### EXERCISE BRIEF
Each line of the records is to be copied verbatim.

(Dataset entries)

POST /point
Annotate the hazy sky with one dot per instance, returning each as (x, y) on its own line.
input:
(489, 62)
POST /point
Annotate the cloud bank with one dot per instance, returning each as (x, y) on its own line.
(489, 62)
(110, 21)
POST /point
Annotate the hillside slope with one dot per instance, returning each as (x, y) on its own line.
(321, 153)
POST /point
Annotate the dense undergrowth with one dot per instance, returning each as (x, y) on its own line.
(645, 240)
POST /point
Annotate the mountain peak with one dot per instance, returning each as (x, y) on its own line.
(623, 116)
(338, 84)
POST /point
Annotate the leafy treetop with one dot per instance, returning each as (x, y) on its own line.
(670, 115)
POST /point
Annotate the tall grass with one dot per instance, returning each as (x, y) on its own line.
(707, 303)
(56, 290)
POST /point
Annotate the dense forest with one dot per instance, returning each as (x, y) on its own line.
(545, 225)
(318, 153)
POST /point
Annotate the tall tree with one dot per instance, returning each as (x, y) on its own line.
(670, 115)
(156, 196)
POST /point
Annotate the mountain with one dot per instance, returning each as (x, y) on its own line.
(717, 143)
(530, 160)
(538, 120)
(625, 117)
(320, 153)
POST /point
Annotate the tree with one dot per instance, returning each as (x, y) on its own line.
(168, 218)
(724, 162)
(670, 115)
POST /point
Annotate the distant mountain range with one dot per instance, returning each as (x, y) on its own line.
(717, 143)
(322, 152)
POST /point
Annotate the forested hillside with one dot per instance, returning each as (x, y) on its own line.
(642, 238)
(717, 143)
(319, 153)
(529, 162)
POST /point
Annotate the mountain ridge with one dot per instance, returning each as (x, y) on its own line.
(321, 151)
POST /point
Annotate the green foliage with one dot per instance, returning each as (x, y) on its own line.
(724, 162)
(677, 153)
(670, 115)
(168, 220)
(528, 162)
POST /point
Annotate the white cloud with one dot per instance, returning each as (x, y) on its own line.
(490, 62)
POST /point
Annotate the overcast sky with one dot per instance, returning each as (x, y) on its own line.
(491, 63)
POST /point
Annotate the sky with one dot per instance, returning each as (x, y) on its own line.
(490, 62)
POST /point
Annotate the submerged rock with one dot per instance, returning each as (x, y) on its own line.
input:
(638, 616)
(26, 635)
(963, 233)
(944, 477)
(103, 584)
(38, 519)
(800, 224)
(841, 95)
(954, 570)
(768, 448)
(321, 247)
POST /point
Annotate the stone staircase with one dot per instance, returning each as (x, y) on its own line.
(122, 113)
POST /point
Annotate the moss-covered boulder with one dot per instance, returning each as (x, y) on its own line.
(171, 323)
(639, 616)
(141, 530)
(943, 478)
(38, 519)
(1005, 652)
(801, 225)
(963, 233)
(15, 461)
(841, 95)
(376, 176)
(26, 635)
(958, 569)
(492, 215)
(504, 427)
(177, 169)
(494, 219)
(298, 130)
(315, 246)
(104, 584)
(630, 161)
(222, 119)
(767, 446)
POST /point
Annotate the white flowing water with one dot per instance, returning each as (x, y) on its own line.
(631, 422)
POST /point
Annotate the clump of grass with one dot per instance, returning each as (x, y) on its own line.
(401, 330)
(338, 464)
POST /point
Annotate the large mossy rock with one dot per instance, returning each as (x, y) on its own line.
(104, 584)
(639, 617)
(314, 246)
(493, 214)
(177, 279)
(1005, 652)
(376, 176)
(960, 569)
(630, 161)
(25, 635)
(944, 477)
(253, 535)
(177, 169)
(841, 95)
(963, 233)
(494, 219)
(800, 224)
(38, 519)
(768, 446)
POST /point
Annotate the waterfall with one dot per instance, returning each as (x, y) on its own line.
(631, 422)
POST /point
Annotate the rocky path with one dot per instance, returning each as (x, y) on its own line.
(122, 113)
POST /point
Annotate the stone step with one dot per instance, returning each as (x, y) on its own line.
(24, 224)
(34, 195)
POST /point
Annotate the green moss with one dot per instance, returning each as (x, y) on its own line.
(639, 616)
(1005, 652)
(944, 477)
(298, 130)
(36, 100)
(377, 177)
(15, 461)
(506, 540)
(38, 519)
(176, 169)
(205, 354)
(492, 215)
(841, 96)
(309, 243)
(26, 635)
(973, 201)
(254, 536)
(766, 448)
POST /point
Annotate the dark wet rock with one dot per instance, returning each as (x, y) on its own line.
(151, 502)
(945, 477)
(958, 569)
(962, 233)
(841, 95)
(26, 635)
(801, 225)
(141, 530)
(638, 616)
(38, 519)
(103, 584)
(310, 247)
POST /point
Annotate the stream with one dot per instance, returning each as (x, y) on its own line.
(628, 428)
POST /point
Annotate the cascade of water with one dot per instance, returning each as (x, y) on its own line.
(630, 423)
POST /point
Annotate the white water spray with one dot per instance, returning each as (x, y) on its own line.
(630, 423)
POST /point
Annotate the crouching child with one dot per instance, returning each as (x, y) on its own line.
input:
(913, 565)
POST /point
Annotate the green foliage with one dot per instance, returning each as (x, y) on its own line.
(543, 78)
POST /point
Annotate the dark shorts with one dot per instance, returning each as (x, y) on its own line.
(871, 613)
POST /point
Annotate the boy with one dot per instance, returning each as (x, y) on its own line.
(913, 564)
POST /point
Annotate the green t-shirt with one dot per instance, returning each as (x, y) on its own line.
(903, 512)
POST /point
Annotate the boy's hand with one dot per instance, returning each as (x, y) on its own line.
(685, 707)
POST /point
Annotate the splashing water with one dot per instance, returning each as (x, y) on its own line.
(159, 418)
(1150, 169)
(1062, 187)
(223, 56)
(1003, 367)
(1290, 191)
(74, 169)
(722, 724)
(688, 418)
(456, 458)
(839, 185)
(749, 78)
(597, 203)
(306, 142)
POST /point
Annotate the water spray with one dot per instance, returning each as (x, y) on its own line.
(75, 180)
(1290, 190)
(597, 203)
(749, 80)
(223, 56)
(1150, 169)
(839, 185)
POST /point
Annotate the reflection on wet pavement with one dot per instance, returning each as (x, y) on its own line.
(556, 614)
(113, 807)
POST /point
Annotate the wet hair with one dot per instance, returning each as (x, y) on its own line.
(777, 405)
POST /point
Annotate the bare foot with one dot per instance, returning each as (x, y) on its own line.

### EXERCISE ANSWER
POST /point
Annotate the hazy sky with one dot per instance, returning each as (x, y) on its own line.
input:
(489, 62)
POST /point
Annotate the cloud bank with one dot per instance, returning each as (x, y) on its own line.
(489, 62)
(110, 21)
POST /point
Annotate the hillside slope with one dot per instance, returning each as (x, y) on its own line.
(321, 153)
POST /point
Annotate the dense undergrowth with one dot per instance, returning each as (x, y) on its own line.
(645, 240)
POST /point
Annotate the mountain peak with one dot per instance, returning each as (x, y) on its own line.
(623, 116)
(338, 84)
POST /point
Annotate the leafy treetop with one dot per instance, returning each as (x, y) on its own line.
(670, 115)
POST /point
Annotate the tall grass with one dot per instance, returning each as (x, y) on its own line.
(707, 303)
(56, 290)
POST /point
Annotate the dense forest with one dot per instance, returning each as (x, y) on its own line.
(545, 225)
(318, 153)
POST /point
Annotate the tall tree with one dot per instance, returning each as (x, y) on its own line.
(670, 115)
(156, 196)
POST /point
Annotate the mountain with one dot per instance, returning each as (x, y) on its own line.
(717, 143)
(530, 160)
(538, 120)
(625, 117)
(320, 153)
POST /point
Annotate the tree with one dot per instance, returning each as (x, y) on its own line.
(168, 218)
(724, 162)
(670, 115)
POST /point
Annotate the distant mountain range with one dot per instance, returning each as (x, y) on its own line.
(717, 143)
(322, 152)
POST /point
Annotate the forested hillside with one dot per instance, returning each as (x, y) on its own line.
(642, 238)
(717, 143)
(319, 153)
(529, 162)
POST /point
Annotate the mountain ridge with one dot per instance, returning each as (x, y) on its own line.
(321, 151)
POST /point
Annotate the green foliage with one dot per instance, returning each as (x, y) on its own line.
(724, 162)
(677, 153)
(670, 115)
(168, 220)
(528, 162)
POST /point
Annotate the white cloud with one dot per instance, returning each as (x, y) on its own line.
(490, 62)
POST /point
Annotate the overcast sky with one dot per instance, returning each as (x, y) on its own line.
(491, 63)
POST /point
Annotate the sky with one dot per instance, returning each as (x, y) on its own line.
(490, 62)
POST /point
Annotate the submerged rock with one dot per instance, returning each as (x, y) on its own line.
input:
(638, 616)
(26, 635)
(963, 233)
(944, 477)
(103, 584)
(38, 519)
(800, 224)
(841, 95)
(954, 570)
(768, 448)
(321, 247)
POST /point
Annotate the stone staircase with one dot per instance, returning each as (x, y) on its own line.
(122, 113)
POST /point
Annotate the moss-covered boulder with one dot per instance, returning each as (x, y) on its own line.
(171, 323)
(639, 616)
(141, 530)
(943, 478)
(38, 519)
(1005, 652)
(801, 225)
(963, 233)
(15, 461)
(841, 95)
(376, 176)
(26, 635)
(958, 569)
(492, 215)
(504, 427)
(177, 169)
(494, 219)
(298, 130)
(315, 246)
(104, 584)
(630, 161)
(222, 119)
(767, 446)
POST /point
Annotate the white flowing water with one dot per instance, returning each as (x, y) on its own line.
(631, 422)
POST /point
Annotate the clump of grass with one dot per instance, returning each as (x, y) on its own line.
(401, 330)
(338, 464)
POST /point
Annotate the large mossy rock with one dot per instance, returning each as (x, y) on its own line.
(104, 584)
(639, 617)
(314, 246)
(493, 214)
(177, 279)
(1005, 652)
(376, 176)
(960, 569)
(630, 161)
(25, 635)
(944, 477)
(253, 535)
(177, 169)
(841, 95)
(963, 233)
(494, 219)
(800, 224)
(38, 519)
(768, 446)
POST /point
Annotate the waterfall with one dot per instance, returning each as (x, y) on its own line.
(631, 422)
POST /point
Annotate the rocky path with one dot per instance, returning each as (x, y) on its own line.
(122, 113)
POST /point
Annotate the stone step with one dot per instance, returning each as (x, y) on its own line.
(24, 224)
(34, 195)
POST /point
Annotate the green moss with one dot per instance, returning each as (x, y) on its own line.
(639, 616)
(1005, 652)
(944, 477)
(298, 130)
(36, 100)
(377, 177)
(15, 461)
(506, 540)
(38, 519)
(176, 169)
(205, 354)
(492, 215)
(841, 96)
(309, 243)
(26, 635)
(973, 201)
(254, 536)
(766, 448)
POST /point
Annotate the dark wet rock with one dot per instance, returning each as (x, y) on its own line.
(151, 502)
(945, 477)
(958, 569)
(962, 233)
(841, 95)
(26, 635)
(801, 225)
(141, 530)
(638, 616)
(38, 519)
(103, 584)
(310, 247)
POST /point
Annotate the stream with one dot per instance, returning each as (x, y) on its own line.
(628, 428)
POST /point
Annotate the cascade of water with one dot per instance, returning each as (x, y) on its own line.
(630, 423)
POST /point
Annotate the white water spray with one dot per instance, returning each as (x, y) on its own line.
(630, 423)
POST /point
Annotate the crouching child with one dot per instance, returning each as (x, y) on its own line.
input:
(913, 565)
POST /point
Annotate the green foliage with one dot per instance, returning each as (x, y) on its own line.
(543, 78)
POST /point
Annotate the dark shorts with one dot per instance, returning each as (x, y) on its own line.
(871, 613)
POST /point
Annotate the boy with one dot per instance, returning each as (x, y) on its own line.
(913, 564)
POST /point
Annotate the green t-shirt with one dot per instance, returning each as (x, y) on its own line.
(903, 512)
POST /point
Annotate the boy's hand with one dot per instance, returning each as (x, y) on its own line.
(685, 707)
POST /point
Annotate the splashing water with one dot per instance, returning each as (x, y) on its own line.
(159, 418)
(1150, 169)
(1062, 187)
(223, 56)
(1003, 367)
(1290, 191)
(74, 169)
(722, 724)
(688, 418)
(456, 458)
(839, 185)
(749, 78)
(597, 203)
(306, 142)
POST /point
Annotate the water spray with one dot per instance, returning each as (x, y) on its own line.
(75, 180)
(1290, 190)
(597, 203)
(749, 80)
(223, 56)
(1150, 169)
(839, 185)
POST /point
Annotate the reflection on wet pavement with one dot per instance, returning each as (x, y) on its own line.
(556, 614)
(113, 807)
POST /point
Annotate the wet hair with one dot per instance, returning each as (x, y) on its own line.
(777, 405)
POST /point
Annotate the bare foot with one dot per instance, returning each as (x, y) on its own line.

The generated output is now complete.